◆ **What to do**
The answer must be an exact restatement of all the data.

+++++

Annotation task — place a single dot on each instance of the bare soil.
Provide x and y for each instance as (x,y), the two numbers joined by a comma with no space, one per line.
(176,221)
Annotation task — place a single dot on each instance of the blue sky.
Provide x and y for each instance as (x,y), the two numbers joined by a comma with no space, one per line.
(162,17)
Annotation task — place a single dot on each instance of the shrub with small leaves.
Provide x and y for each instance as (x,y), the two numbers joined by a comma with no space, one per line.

+++++

◆ **Expected answer**
Annotation task — place a single dot on each instance of the bare soil.
Provide x and y for each instance as (x,y), the two numbers joined by a comma with no space, one per line.
(176,221)
Annotation task — place a single dot on each instance of the blue sky.
Provide x and y for each instance as (x,y), the two numbers joined by a comma with no space, one per line.
(162,17)
Annotation task — place a single dot on each instance of the shrub with small leaves.
Provide x and y for each instance as (x,y), the two numbers joined by a comma with no space, one per line.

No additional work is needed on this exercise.